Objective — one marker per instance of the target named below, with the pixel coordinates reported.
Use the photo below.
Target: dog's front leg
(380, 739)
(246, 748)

▶ _Exercise prompt_
Put each line of the listing above into a Markdown table with two columns, Row and Listing Line, giving every line its own number and omitting any blank lines.

▶ _Solution to this task_
| Row | Listing Line |
|---|---|
| 1 | Objective — one marker per instance of the target named below, with the pixel coordinates reported. |
| 2 | Use the photo below. |
| 3 | Target: dog's front leg |
| 4 | (380, 739) |
| 5 | (246, 748) |